_Work to complete_
**a)** List every city named in the president's message.
**b)** Pick up the president's message after its last sentence and carry it on for a paragraph.

_Page excerpt_
Message from the President
Sarah A. Woodin
I hope all of you enjoyed the meeting in San Diego. As we have come to expect from SICB annual meetings, the symposia, contributed sessions and poster sessions were superb and diverse and stimulated considerable debate that went on into the night and sent many of us back home to try new techniques or experiments. The next meeting is in Orlando in 2006 and the following meeting is in Phoenix in 2007 with San Antonio in 2008. We had hoped to go to Mexico in 2007 but that was not possible and we owe a debt to Sue Burk, and her staff for finding an alternative at short notice. The meeting in San Diego again had approximately 1500 registered attendees (1459 versus 1529 in New Orleans) with almost one-half of the speakers graduate students and post-docs who hopefully will stay with us for years to come. Kate Loudon and the Division Program Officers did a superb job organizing the meeting and we owe them all a huge debt of gratitude for their expenditure of time and energy.

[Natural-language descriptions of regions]
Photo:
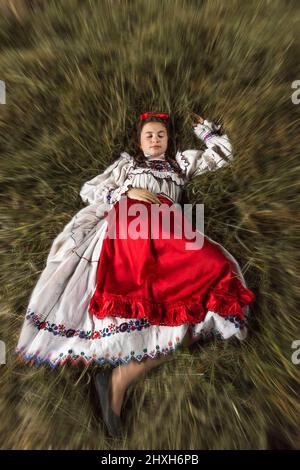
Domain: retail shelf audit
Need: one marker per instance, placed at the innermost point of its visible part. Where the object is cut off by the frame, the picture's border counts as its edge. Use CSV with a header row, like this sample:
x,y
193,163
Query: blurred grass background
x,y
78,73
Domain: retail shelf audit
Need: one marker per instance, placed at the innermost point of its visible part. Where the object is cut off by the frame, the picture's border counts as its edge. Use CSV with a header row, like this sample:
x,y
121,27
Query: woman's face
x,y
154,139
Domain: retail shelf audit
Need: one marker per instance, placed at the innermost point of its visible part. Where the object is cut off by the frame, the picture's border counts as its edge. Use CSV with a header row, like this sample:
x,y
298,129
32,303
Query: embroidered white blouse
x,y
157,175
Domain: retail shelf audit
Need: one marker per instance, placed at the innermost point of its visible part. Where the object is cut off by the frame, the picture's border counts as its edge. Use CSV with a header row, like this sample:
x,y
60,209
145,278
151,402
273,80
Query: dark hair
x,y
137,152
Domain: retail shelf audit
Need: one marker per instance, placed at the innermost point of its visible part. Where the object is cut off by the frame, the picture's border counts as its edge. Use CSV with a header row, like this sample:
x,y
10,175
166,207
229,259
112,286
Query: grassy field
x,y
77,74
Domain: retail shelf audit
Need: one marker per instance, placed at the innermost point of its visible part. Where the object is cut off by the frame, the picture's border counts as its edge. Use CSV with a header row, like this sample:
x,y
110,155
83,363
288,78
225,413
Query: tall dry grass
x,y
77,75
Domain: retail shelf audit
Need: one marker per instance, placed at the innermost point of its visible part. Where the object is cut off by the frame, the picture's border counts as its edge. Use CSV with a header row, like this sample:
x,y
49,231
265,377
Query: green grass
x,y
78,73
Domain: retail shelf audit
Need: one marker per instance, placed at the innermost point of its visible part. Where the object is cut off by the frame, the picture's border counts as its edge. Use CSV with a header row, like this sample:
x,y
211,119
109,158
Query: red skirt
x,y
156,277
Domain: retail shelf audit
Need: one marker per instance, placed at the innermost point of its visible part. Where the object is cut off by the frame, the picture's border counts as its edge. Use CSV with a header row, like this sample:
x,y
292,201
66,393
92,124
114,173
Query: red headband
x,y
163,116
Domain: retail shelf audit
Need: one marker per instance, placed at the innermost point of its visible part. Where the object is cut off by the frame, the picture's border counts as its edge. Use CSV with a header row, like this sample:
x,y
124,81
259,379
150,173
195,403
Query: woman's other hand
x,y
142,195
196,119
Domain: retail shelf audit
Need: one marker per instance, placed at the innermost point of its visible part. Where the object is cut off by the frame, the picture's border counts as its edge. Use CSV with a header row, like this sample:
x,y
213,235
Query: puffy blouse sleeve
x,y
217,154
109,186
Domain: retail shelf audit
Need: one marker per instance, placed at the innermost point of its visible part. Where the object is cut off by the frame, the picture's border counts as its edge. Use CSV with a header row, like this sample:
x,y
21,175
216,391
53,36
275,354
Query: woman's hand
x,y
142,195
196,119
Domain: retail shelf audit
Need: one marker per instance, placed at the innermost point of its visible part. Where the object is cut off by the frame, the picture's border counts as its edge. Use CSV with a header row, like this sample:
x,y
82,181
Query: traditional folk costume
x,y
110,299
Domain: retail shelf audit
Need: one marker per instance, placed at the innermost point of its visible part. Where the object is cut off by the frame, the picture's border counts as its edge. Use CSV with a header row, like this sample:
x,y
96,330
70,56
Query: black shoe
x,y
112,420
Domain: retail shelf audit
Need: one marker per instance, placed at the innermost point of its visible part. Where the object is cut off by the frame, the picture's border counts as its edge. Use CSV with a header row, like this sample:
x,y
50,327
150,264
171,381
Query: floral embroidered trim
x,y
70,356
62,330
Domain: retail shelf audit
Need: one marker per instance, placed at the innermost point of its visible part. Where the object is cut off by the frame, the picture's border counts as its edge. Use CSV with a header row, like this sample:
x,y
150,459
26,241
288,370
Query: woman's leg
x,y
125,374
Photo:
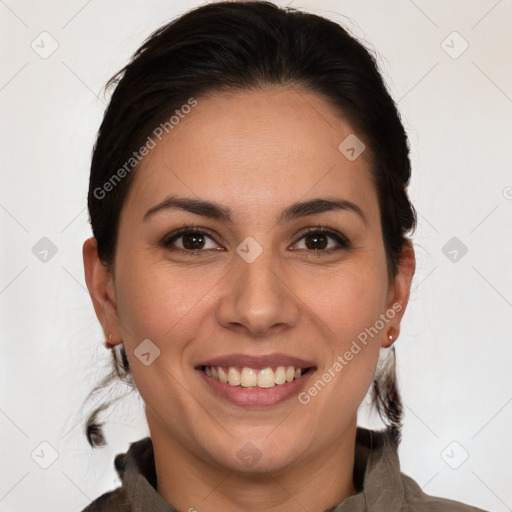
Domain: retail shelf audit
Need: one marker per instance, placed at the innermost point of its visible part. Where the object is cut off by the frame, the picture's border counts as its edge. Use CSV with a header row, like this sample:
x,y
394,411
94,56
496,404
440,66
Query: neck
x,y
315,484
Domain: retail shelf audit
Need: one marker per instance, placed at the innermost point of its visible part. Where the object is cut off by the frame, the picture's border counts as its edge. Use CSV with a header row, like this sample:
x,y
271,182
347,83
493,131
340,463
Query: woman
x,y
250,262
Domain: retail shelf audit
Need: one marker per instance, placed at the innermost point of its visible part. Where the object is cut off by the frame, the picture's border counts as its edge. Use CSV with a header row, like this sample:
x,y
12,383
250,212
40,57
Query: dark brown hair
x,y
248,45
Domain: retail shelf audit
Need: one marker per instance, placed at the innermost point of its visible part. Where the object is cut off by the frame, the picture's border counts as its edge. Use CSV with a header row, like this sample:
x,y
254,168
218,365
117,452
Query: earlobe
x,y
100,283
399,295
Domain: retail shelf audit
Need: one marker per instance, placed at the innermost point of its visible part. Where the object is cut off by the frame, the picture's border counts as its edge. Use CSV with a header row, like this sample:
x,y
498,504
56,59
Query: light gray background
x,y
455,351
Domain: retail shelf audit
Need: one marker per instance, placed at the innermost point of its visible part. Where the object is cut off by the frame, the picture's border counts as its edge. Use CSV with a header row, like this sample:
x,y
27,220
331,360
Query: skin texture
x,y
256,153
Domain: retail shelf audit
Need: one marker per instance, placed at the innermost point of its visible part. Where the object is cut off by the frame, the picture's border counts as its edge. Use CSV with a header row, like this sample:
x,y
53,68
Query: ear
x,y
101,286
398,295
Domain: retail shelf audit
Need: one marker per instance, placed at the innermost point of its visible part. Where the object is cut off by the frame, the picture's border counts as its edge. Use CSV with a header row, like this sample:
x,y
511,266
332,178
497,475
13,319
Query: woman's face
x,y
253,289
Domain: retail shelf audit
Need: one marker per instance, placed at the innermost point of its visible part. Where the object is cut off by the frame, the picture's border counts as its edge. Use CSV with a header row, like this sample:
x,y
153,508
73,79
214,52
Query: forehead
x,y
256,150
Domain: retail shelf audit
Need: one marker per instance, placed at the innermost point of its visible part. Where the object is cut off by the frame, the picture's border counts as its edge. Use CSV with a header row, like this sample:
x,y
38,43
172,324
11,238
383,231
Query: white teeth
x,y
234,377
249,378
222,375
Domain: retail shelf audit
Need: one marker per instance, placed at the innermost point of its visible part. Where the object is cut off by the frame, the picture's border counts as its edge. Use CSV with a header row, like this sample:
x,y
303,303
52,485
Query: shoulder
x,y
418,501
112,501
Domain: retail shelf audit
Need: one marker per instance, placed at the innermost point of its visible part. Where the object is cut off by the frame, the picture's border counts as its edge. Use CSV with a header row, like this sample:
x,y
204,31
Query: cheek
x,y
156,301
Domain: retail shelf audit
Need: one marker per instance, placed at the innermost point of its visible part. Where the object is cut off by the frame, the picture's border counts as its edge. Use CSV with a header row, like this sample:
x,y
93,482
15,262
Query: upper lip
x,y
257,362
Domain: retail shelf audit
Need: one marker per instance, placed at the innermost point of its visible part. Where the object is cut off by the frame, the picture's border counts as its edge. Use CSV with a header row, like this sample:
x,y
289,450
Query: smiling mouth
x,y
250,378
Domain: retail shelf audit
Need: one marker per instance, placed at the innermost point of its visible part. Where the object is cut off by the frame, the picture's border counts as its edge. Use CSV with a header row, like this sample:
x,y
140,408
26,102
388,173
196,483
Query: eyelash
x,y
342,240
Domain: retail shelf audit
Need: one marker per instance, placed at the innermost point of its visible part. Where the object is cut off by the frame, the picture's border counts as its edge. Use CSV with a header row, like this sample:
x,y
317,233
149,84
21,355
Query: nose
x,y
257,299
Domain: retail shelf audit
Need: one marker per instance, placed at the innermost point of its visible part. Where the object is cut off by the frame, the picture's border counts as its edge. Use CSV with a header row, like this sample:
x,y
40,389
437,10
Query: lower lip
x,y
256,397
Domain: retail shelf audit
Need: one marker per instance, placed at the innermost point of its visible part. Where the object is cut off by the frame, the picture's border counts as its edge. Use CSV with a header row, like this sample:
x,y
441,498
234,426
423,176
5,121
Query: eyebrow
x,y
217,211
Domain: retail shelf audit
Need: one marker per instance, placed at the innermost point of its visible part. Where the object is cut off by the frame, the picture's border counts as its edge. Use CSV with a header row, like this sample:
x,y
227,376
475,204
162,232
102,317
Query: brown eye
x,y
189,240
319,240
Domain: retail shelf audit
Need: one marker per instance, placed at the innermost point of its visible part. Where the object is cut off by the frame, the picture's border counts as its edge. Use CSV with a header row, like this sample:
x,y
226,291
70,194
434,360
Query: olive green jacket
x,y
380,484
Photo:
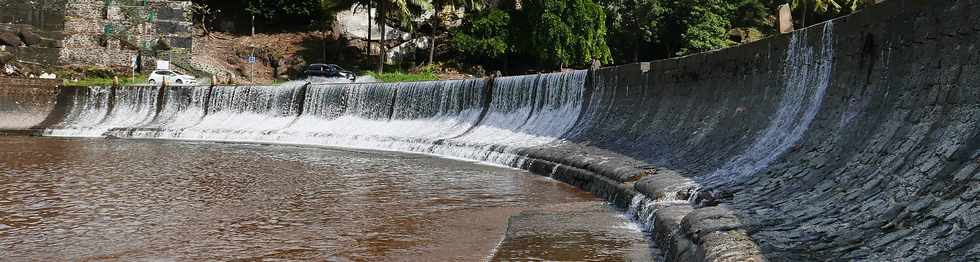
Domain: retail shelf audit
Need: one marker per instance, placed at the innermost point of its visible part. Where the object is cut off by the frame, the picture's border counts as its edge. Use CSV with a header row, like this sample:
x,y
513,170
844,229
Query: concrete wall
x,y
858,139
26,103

* * *

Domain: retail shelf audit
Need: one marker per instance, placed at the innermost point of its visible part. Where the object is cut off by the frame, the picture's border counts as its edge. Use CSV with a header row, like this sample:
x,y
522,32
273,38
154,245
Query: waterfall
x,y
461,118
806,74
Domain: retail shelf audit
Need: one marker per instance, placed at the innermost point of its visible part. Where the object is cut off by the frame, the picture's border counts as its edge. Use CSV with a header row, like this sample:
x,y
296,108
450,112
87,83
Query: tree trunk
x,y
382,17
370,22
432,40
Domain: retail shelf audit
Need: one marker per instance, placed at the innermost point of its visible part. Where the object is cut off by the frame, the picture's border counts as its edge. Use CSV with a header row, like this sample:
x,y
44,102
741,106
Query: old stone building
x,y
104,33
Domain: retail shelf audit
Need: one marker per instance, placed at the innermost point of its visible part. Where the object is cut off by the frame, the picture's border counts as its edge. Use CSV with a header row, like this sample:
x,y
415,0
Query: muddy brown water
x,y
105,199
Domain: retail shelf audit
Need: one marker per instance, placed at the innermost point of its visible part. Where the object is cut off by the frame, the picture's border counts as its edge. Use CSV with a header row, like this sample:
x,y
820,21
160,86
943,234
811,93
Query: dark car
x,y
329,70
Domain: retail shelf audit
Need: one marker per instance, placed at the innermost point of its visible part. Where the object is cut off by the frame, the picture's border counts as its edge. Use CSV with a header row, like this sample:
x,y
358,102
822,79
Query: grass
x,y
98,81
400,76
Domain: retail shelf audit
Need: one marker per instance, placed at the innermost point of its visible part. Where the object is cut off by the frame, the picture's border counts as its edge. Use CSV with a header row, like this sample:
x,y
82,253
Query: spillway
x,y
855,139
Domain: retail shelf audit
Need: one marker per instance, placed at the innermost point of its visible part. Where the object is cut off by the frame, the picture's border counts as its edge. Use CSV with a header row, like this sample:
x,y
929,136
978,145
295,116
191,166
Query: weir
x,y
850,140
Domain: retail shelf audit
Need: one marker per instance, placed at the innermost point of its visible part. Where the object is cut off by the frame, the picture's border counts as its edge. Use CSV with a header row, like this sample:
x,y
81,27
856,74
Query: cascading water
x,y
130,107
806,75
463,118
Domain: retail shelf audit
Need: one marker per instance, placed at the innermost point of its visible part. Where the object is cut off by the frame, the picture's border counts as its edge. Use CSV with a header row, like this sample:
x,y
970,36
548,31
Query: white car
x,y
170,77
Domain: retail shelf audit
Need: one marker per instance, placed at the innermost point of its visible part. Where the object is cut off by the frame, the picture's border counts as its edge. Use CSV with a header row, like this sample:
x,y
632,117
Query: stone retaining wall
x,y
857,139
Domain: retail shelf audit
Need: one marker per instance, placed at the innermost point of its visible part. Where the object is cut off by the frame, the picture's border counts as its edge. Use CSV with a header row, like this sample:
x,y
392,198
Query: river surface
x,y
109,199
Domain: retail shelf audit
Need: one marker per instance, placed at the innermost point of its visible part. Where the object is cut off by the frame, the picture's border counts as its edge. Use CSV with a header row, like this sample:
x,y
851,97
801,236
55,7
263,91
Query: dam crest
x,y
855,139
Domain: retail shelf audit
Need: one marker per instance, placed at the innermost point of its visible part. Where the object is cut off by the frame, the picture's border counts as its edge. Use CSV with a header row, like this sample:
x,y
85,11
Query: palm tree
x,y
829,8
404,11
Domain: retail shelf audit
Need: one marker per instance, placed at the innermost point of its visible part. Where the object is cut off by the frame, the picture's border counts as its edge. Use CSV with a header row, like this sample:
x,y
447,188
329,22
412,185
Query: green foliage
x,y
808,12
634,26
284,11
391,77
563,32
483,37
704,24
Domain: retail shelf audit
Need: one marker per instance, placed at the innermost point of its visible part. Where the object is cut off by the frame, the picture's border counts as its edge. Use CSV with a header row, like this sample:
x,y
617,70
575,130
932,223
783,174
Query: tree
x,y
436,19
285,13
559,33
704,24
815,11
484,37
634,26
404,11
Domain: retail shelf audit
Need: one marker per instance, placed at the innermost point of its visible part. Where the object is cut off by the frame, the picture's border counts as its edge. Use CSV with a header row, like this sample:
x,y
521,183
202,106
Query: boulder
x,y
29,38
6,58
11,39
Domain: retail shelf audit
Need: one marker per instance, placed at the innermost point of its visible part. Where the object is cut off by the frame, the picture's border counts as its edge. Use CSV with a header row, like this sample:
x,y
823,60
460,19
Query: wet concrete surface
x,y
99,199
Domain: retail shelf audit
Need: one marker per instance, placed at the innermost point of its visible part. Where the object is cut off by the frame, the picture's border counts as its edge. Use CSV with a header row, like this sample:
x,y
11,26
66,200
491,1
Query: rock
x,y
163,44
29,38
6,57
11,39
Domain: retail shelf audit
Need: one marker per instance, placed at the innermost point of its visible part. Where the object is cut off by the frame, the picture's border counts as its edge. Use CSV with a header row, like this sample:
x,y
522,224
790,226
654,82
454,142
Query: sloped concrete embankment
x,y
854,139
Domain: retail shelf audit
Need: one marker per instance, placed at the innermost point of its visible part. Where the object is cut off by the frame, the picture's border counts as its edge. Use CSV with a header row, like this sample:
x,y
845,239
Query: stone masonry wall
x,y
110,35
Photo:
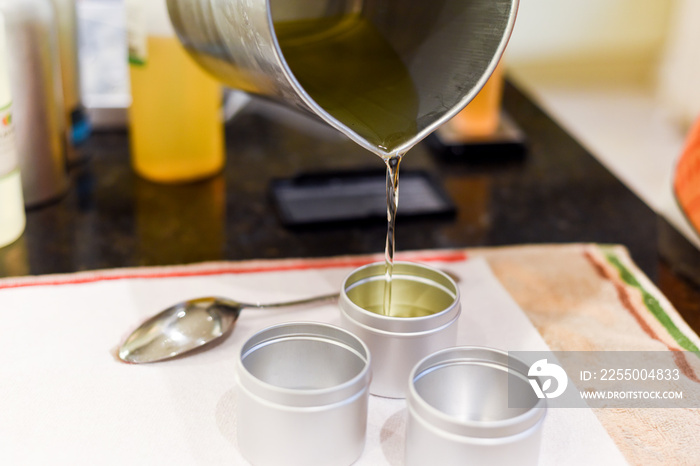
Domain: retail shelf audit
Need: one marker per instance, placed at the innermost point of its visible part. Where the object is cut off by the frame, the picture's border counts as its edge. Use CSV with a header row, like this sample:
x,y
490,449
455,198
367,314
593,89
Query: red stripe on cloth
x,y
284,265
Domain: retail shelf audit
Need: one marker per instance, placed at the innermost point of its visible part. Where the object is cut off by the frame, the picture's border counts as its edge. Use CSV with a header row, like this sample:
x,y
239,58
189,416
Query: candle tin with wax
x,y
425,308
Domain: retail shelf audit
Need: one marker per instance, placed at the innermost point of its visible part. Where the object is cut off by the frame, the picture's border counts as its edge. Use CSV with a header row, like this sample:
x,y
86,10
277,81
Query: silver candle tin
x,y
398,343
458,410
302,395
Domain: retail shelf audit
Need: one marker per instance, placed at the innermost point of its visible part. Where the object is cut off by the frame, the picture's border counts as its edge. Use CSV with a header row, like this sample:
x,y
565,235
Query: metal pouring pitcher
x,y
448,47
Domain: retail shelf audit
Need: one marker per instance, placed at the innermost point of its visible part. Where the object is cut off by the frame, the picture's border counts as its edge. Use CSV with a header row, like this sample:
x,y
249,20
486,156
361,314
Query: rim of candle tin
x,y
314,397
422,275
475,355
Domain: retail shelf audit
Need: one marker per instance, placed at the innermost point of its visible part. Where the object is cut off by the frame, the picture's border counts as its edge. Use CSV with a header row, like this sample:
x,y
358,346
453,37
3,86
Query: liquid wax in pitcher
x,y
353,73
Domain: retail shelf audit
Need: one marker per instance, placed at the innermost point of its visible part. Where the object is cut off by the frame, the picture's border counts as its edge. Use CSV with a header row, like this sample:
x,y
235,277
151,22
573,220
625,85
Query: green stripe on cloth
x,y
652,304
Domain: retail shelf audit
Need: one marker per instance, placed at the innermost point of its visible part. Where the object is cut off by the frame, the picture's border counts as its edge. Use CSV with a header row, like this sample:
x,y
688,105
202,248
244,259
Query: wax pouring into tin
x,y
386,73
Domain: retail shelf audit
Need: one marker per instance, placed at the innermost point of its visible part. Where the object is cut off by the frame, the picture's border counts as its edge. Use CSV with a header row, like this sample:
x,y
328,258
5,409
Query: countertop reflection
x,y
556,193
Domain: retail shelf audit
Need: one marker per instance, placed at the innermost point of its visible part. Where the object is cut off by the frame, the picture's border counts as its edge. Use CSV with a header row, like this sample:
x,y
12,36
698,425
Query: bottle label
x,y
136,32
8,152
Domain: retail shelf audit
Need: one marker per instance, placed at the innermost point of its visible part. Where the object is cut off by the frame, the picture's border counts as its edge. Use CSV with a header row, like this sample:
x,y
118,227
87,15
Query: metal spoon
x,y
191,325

_Responses to the exercise_
**a)** San Diego, Orlando, Phoenix, San Antonio, New Orleans

**b)**
Several very important items were initiated during the meeting to which I wish to draw your attention. First, the strategic plan initially drafted during the term of Marvalee Wake as President was approved-look at it on the SICB webpage. Second, we finally resolved the issue of Abstracts. For years they have been published in the society's journal, often delaying that issue and causing other problems. The Abstract Book itself is huge and awkward to carry at the meeting but necessary since the Program is imbedded in it. For 2006 and the future the Executive Committee has decided that the Abstract Book and the Program Book will be published separately. The Abstract Book will be downloadable from the web prior to the meeting and you will receive it as a CD with your registration materials. If you wish a printed copy, you can request that at the time of pre-registration for the meeting at additional cost. The Program Book will also be downloadable from the website prior to the meeting plus you will receive a printed copy with your registration materials at the meeting. We will do what is necessary to continue to make the Abstracts citable documents. Third, we resolved to issue a request for bids to a number of publishers as well as to Allen Press, our longtime printer, to begin the process of evaluating whether we should change from using a printer to using a publisher. You should all have received an email message from me giving the specifications on this action and several of you have provided useful feedback. Those bids are due within several weeks at which point the committee tasked with evaluating them (myself, SICB Treasurer Ron Dimock, SICB Executive Director Brett Burk, Editorial Board member Dave Borst, and SICB President-Elect John Pearse) will begin discussions. As this unfolds we will continue to keep you the membership informed both via the website and via email. Clearly it is the meeting which drives the knowledge property that we sell via the journal and it is important that the journal continue its tradition of quality and wide readership and access.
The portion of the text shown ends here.